*Activity*
Every record that follows must be returned word for word.

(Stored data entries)
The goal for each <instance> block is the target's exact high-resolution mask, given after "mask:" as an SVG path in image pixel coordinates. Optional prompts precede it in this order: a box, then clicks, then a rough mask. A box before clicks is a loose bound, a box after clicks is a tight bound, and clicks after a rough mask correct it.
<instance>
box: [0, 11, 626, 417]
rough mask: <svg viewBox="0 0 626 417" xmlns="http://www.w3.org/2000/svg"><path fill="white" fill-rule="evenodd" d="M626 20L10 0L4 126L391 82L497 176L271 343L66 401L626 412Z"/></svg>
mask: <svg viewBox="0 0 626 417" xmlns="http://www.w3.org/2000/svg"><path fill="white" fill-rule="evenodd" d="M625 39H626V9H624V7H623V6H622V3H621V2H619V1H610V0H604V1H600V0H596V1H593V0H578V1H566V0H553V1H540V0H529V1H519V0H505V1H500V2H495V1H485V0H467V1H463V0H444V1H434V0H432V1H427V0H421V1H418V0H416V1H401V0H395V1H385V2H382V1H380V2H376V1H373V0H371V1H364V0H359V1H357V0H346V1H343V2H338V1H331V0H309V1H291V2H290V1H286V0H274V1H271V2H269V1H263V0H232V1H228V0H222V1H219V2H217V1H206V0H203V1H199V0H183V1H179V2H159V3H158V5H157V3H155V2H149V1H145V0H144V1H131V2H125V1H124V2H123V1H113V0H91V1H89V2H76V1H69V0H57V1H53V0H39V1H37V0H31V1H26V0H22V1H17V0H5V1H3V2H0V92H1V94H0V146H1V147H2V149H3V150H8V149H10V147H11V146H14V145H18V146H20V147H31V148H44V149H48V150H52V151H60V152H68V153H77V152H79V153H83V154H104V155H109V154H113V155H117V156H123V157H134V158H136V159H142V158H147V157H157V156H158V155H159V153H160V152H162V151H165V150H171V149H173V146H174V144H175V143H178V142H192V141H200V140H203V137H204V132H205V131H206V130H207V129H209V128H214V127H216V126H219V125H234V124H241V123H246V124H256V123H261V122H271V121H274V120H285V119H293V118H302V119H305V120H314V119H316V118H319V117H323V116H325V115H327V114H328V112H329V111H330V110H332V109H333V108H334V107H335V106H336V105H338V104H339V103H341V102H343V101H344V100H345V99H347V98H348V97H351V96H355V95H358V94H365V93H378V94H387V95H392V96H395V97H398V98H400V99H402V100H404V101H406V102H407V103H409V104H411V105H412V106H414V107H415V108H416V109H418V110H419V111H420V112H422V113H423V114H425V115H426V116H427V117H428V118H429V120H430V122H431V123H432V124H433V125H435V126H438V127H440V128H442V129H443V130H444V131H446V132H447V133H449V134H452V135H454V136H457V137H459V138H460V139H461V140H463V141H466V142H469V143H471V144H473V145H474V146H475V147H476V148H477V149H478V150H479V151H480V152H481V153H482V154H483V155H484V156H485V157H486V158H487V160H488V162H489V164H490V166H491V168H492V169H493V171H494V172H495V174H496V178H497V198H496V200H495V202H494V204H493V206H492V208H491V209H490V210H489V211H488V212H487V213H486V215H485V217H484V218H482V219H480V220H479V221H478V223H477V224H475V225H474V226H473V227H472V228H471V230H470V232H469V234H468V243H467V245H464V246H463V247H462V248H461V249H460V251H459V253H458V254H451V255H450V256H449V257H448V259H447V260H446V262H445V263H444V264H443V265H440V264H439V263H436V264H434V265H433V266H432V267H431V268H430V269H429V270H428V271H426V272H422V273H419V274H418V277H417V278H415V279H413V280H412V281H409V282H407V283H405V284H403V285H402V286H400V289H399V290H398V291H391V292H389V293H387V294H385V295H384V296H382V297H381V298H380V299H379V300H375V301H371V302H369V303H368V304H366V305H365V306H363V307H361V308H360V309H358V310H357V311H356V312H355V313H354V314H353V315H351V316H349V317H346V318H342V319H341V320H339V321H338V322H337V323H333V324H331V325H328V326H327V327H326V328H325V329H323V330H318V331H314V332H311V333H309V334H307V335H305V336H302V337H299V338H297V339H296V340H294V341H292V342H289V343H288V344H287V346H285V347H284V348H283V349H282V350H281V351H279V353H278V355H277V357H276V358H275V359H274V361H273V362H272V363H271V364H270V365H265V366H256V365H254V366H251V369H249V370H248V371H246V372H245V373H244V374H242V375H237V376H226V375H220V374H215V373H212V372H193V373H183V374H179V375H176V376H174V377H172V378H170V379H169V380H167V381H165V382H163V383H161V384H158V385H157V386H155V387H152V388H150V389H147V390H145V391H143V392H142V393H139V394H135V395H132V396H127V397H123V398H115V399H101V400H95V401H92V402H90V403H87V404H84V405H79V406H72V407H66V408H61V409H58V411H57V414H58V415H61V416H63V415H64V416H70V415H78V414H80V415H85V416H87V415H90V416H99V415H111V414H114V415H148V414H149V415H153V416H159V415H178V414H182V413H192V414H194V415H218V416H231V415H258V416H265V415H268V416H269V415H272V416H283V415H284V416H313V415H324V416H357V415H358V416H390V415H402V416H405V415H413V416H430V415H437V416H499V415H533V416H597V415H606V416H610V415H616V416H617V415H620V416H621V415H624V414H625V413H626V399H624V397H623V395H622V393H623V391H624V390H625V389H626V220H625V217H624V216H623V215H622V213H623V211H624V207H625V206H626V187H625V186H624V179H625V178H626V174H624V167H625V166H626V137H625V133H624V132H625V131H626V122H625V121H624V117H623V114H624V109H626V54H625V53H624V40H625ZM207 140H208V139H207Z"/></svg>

*Response for this exercise*
The goal for each <instance> block is the target's exact high-resolution mask, given after "mask:" as an SVG path in image pixel coordinates. Optional prompts precede it in this order: a box, then clicks, then a rough mask. A box before clicks is a loose bound, a box after clicks is a tight bound, and clicks after a rough mask correct it.
<instance>
box: [0, 11, 626, 417]
rough mask: <svg viewBox="0 0 626 417" xmlns="http://www.w3.org/2000/svg"><path fill="white" fill-rule="evenodd" d="M626 20L10 0L4 126L391 82L497 176L271 343L66 401L626 412Z"/></svg>
mask: <svg viewBox="0 0 626 417" xmlns="http://www.w3.org/2000/svg"><path fill="white" fill-rule="evenodd" d="M625 39H626V9H624V7H623V6H622V3H621V2H619V1H610V0H604V1H600V0H596V1H593V0H578V1H566V0H553V1H540V0H529V1H519V0H505V1H500V2H495V1H485V0H467V1H463V0H444V1H434V0H432V1H427V0H421V1H418V0H416V1H401V0H395V1H385V2H382V1H380V2H376V1H373V0H371V1H364V0H359V1H357V0H346V1H343V2H338V1H331V0H309V1H291V2H290V1H286V0H274V1H271V2H269V1H263V0H232V1H228V0H222V1H219V2H217V1H206V0H203V1H199V0H183V1H179V2H159V3H158V5H157V3H155V2H149V1H145V0H144V1H131V2H125V1H124V2H123V1H113V0H91V1H89V2H76V1H69V0H57V1H53V0H39V1H37V0H31V1H26V0H22V1H17V0H5V1H3V2H0V92H1V94H0V146H1V147H2V149H3V150H8V149H10V147H11V146H14V145H18V146H20V147H31V148H44V149H48V150H52V151H60V152H68V153H77V152H79V153H83V154H104V155H109V154H113V155H117V156H123V157H134V158H136V159H142V158H147V157H157V156H158V155H159V153H160V152H162V151H165V150H171V149H173V146H174V144H175V143H178V142H192V141H200V140H203V137H204V132H205V131H206V130H207V129H209V128H214V127H216V126H219V125H234V124H241V123H246V124H256V123H261V122H271V121H274V120H285V119H293V118H302V119H305V120H314V119H316V118H319V117H323V116H325V115H327V114H328V112H329V111H330V110H332V109H333V108H334V107H335V106H336V105H338V104H339V103H341V102H343V101H344V100H345V99H347V98H348V97H351V96H355V95H358V94H365V93H378V94H387V95H392V96H395V97H398V98H400V99H402V100H404V101H406V102H407V103H409V104H411V105H412V106H414V107H415V108H416V109H418V110H419V111H420V112H422V113H423V114H425V115H426V116H427V117H428V118H429V120H430V122H431V123H432V124H433V125H435V126H438V127H440V128H442V129H443V130H444V131H446V132H447V133H449V134H452V135H454V136H457V137H459V138H460V139H461V140H463V141H466V142H469V143H471V144H473V145H474V146H475V147H476V148H477V149H478V150H479V151H480V152H481V153H482V154H483V155H484V156H485V157H486V158H487V160H488V162H489V164H490V166H491V168H492V169H493V171H494V172H495V174H496V178H497V198H496V200H495V202H494V204H493V206H492V208H491V209H490V210H489V211H488V212H487V213H486V215H485V217H484V218H482V219H480V220H479V221H478V223H477V224H475V225H474V226H473V227H472V228H471V230H470V232H469V234H468V243H467V245H464V246H463V247H462V248H461V249H460V251H459V253H458V254H451V255H450V256H449V257H448V259H447V260H446V262H445V263H444V264H443V265H440V264H439V263H436V264H434V265H433V266H432V267H431V268H430V269H429V270H428V271H426V272H422V273H419V274H418V277H417V278H415V279H413V280H412V281H409V282H407V283H405V284H403V285H402V286H400V289H399V290H398V291H391V292H389V293H387V294H385V295H384V296H382V297H381V298H380V299H379V300H375V301H371V302H369V303H368V304H366V305H365V306H363V307H361V308H360V309H358V310H357V311H356V312H355V313H354V314H353V315H351V316H349V317H346V318H342V319H341V320H339V321H338V322H337V323H333V324H331V325H328V326H327V327H326V328H325V329H323V330H318V331H314V332H311V333H309V334H307V335H305V336H302V337H299V338H297V339H296V340H294V341H292V342H289V343H288V344H287V346H285V347H284V348H283V349H282V350H281V351H279V353H278V355H277V357H276V358H275V359H274V361H273V362H272V363H271V364H270V365H265V366H256V365H254V366H251V369H249V370H248V371H246V372H245V373H244V374H242V375H237V376H226V375H220V374H215V373H212V372H193V373H183V374H179V375H176V376H174V377H172V378H170V379H169V380H167V381H165V382H163V383H161V384H158V385H157V386H155V387H152V388H150V389H147V390H145V391H143V392H142V393H139V394H135V395H132V396H127V397H123V398H115V399H101V400H95V401H92V402H90V403H87V404H84V405H79V406H72V407H66V408H61V409H58V411H57V414H58V415H61V416H63V415H64V416H70V415H78V414H80V415H85V416H87V415H90V416H99V415H111V414H114V415H148V414H149V415H153V416H159V415H178V414H182V413H192V414H194V415H218V416H231V415H258V416H265V415H268V416H269V415H272V416H283V415H284V416H313V415H324V416H357V415H358V416H390V415H402V416H405V415H413V416H430V415H437V416H499V415H533V416H597V415H606V416H610V415H616V416H617V415H620V416H621V415H624V414H625V413H626V399H624V397H623V395H622V393H623V391H624V390H625V389H626V220H625V217H624V216H623V215H622V213H623V211H624V207H625V206H626V187H625V186H624V179H625V178H626V174H624V167H625V166H626V137H625V133H624V132H625V131H626V122H625V121H624V117H623V114H624V109H626V54H625V53H624V40H625ZM207 140H208V139H207Z"/></svg>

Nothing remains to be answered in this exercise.